* [What this task involves] In the data below, one line contains "Target: shop window" and a later one contains "the man's beard". Print both, with every line between them, exactly and alone.

* [Material for this exercise]
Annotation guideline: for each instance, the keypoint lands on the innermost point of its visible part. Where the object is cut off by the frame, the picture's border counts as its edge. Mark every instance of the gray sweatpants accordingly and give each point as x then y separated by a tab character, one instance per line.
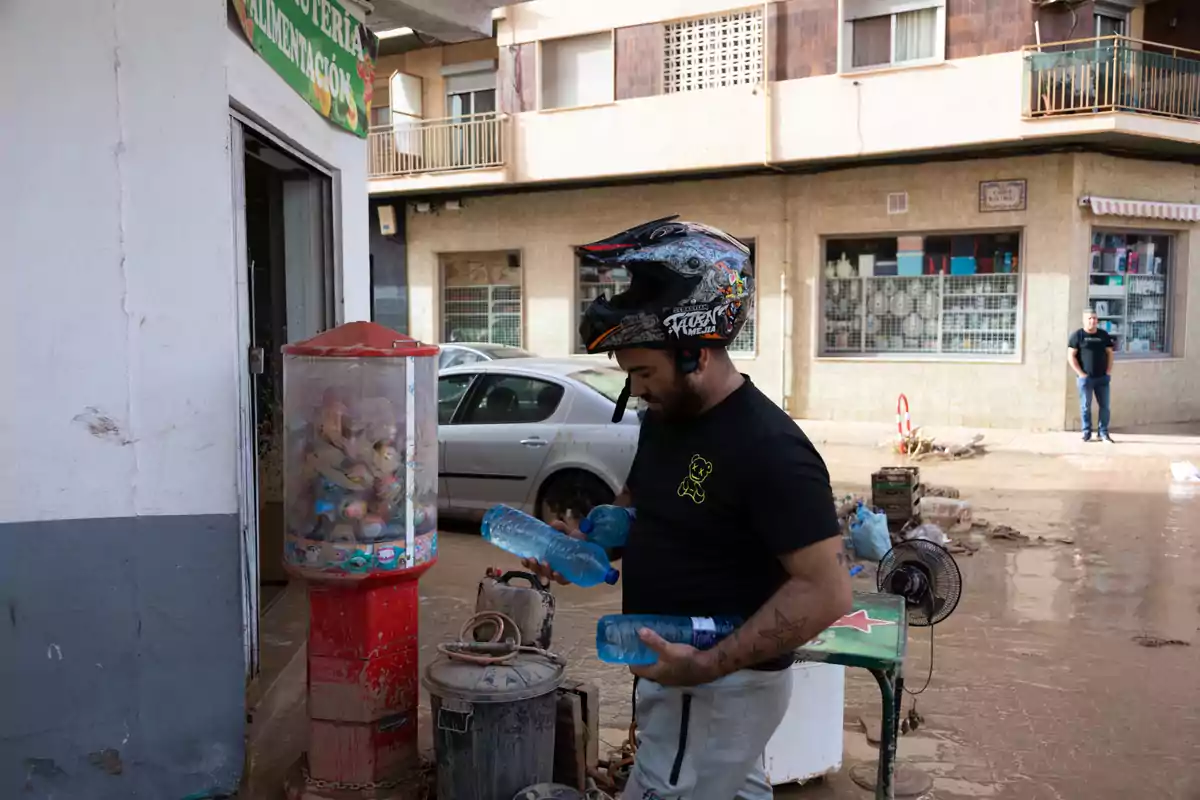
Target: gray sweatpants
706	743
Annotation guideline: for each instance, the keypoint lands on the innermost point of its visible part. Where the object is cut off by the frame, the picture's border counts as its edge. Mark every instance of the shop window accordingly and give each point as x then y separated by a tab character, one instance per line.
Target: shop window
481	298
721	50
1129	289
595	281
577	71
923	295
883	32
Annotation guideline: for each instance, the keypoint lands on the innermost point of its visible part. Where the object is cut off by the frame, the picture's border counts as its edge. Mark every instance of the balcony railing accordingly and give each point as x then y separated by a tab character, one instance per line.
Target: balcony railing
471	142
1113	73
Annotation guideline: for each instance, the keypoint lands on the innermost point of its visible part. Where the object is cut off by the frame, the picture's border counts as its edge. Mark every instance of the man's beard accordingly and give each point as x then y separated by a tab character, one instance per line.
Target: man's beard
682	402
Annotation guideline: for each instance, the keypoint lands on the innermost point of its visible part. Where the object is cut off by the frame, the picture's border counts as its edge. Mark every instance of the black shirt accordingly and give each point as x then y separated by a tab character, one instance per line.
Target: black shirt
719	499
1093	350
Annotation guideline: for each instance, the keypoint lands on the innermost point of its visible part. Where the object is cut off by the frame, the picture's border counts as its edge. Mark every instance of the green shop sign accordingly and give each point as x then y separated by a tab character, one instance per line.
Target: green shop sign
322	50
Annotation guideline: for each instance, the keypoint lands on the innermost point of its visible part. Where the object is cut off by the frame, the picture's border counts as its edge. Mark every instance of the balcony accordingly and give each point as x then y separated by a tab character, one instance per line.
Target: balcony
462	143
1113	73
1111	91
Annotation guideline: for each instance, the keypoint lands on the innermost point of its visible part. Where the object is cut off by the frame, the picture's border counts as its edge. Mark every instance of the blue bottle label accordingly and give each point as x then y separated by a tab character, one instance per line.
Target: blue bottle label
703	632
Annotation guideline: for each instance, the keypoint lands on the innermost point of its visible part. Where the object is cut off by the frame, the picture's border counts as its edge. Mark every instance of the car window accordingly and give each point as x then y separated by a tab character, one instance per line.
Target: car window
606	380
461	359
504	352
450	391
513	398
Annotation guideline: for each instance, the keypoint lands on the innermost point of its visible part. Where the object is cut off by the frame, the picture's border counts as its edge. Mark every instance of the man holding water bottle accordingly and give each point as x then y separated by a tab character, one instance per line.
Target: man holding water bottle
735	513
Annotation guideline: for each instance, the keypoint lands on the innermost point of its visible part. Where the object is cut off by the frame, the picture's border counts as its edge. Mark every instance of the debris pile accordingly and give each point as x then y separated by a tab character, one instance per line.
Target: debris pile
918	446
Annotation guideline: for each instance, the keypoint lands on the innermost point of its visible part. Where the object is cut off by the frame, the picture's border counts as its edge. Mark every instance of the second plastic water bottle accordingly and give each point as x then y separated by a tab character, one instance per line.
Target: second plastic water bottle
617	641
581	563
607	525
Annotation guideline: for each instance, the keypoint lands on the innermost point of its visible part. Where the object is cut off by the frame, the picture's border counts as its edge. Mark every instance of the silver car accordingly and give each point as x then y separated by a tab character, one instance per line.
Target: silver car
532	433
459	354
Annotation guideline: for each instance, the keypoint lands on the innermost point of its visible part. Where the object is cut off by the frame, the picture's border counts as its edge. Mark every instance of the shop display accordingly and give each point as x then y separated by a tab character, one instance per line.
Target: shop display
1128	288
918	301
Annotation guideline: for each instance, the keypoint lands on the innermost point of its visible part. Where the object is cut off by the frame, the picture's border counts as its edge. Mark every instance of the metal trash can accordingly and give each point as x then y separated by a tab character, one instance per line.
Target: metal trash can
493	725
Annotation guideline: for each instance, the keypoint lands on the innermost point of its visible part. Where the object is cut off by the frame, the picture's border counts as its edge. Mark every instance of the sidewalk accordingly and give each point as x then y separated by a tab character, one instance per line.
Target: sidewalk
1173	441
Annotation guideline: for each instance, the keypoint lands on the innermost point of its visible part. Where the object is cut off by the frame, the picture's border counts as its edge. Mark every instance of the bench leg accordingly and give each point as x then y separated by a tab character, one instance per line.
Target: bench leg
892	693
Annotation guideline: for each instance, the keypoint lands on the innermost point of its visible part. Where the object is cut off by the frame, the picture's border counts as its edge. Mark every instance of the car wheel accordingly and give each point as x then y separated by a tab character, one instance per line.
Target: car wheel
569	497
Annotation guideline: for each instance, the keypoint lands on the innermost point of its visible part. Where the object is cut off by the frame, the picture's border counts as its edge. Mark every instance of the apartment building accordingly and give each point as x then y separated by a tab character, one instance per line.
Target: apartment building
935	190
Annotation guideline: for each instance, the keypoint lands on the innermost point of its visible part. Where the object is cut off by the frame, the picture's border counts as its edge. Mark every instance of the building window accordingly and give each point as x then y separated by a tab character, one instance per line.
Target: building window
1110	20
381	116
930	296
1129	289
892	32
595	281
469	90
481	298
723	50
577	71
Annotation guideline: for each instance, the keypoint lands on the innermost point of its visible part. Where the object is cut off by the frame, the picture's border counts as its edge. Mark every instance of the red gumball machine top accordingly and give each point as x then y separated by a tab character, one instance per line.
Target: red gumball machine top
360	455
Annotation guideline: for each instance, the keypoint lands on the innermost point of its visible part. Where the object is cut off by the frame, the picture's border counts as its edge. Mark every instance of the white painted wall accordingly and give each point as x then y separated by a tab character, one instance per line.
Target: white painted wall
118	283
528	22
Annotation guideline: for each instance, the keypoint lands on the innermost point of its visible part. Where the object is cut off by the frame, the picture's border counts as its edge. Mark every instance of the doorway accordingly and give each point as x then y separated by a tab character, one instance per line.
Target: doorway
285	224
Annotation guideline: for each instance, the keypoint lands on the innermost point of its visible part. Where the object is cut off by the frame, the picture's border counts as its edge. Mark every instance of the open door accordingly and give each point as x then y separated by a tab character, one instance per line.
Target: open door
286	293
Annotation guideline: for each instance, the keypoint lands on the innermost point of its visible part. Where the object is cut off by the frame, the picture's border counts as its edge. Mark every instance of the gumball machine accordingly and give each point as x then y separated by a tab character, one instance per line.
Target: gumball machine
360	491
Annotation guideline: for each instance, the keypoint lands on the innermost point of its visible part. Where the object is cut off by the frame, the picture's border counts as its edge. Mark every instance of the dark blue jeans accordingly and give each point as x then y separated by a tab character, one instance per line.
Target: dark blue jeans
1098	386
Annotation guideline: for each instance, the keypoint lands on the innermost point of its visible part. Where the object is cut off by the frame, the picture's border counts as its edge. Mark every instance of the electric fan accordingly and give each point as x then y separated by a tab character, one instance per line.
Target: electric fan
924	573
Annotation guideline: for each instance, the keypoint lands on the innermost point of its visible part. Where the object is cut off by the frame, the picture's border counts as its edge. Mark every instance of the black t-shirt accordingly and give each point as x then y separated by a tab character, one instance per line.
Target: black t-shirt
719	499
1093	352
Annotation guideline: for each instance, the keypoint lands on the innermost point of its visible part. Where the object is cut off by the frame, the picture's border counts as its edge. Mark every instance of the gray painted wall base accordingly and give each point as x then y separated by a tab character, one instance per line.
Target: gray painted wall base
121	669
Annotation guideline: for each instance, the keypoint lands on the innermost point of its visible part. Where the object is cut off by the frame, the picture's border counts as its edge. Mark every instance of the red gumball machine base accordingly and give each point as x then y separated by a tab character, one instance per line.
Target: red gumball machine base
363	693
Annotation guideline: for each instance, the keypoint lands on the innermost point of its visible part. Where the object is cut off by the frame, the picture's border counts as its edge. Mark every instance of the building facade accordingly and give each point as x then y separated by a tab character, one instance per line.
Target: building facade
935	190
174	211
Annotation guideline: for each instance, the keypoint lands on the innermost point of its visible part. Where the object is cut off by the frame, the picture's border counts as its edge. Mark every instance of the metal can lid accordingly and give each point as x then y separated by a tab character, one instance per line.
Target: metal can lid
525	678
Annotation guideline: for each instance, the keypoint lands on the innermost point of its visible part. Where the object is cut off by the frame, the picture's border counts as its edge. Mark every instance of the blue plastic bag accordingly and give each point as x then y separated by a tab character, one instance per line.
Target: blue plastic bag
869	531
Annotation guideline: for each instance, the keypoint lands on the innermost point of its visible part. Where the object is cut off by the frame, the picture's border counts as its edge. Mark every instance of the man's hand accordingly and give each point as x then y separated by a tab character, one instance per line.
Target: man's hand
541	569
678	665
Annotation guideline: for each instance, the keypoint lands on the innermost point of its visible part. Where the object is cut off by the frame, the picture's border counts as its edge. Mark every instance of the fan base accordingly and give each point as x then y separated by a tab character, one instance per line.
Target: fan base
906	781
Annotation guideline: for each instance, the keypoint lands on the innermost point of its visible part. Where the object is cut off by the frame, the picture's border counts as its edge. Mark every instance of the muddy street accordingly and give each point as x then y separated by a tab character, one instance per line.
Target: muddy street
1039	689
1043	685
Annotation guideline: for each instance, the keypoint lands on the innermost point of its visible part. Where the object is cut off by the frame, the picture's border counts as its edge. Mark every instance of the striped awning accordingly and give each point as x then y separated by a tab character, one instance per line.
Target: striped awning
1114	206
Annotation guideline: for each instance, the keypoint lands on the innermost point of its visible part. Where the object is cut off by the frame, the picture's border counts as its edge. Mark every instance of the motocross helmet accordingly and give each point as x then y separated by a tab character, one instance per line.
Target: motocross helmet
690	287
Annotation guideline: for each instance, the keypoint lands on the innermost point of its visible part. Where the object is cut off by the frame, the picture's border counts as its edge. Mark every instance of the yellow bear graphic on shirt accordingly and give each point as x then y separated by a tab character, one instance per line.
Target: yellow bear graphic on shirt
699	469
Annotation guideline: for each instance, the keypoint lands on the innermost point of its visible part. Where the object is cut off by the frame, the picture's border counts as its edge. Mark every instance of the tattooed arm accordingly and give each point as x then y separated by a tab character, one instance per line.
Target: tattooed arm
815	596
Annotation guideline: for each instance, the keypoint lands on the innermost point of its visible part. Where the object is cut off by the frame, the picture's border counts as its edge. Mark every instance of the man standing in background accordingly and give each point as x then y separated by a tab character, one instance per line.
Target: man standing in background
1090	354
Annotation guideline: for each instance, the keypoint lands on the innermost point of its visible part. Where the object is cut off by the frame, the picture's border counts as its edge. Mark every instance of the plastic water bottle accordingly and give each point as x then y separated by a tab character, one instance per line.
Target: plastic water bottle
581	563
617	641
607	525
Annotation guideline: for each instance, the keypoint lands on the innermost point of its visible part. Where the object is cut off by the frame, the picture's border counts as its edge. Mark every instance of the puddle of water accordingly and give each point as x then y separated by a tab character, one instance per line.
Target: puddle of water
960	788
1037	591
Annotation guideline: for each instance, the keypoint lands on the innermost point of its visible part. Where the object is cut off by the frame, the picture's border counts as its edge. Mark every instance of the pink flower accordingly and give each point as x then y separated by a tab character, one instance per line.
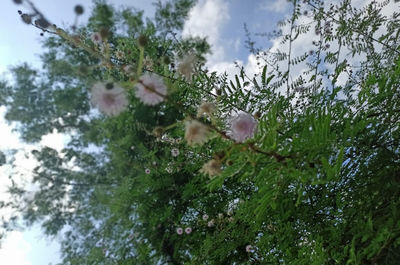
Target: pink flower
195	132
179	231
249	248
96	38
109	98
150	89
211	223
243	127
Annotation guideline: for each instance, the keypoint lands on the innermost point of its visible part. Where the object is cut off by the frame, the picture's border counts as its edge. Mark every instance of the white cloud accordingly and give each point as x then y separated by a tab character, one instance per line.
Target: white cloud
206	20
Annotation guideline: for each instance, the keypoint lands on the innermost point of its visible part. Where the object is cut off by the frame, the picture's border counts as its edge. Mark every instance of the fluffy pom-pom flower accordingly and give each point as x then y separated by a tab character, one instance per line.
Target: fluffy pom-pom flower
188	230
205	217
151	89
196	132
212	168
179	231
109	98
242	127
96	38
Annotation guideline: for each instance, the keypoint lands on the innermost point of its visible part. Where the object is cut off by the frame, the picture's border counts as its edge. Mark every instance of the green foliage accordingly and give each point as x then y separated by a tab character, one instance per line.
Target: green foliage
318	183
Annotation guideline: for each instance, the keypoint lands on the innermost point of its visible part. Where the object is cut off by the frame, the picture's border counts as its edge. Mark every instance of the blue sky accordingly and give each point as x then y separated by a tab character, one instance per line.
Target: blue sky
221	21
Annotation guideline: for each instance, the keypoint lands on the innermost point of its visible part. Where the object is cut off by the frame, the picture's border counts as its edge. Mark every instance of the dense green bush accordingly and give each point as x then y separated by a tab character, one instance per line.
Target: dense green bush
166	179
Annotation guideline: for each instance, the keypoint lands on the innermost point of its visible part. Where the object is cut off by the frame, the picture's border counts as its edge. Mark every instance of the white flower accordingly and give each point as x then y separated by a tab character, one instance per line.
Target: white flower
212	168
243	127
195	132
150	89
96	38
206	108
175	152
179	231
205	217
186	66
249	248
109	98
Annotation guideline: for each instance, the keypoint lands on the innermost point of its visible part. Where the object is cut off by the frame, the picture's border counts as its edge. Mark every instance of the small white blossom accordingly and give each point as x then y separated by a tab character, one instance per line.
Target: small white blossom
249	248
96	38
179	231
195	132
243	127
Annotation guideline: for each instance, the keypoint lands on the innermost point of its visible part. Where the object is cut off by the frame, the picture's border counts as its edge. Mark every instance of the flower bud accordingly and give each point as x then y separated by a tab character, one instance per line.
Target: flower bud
26	18
78	10
104	32
143	41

* [Response]
Target: shop window
481	298
721	50
1129	289
595	281
577	71
923	295
883	32
Annotation guideline: for each instance, the keypoint lands on the innermost point of its visible part. Where the object is cut off by the frame, the picture's border counts as its edge. Mark every instance of the balcony railing accordingly and give each point as x then y separated by a tab character, one instance per line.
Target: balcony railing
471	142
1113	73
Annotation guideline: for each instance, the keypoint lands on the innermost point of its visible part. Where the object is cut off by the frame, the picture's border counts as its edge. Mark every instance of the man's beard accordingly and give each point as x then y separated by a tab character, one instance per line.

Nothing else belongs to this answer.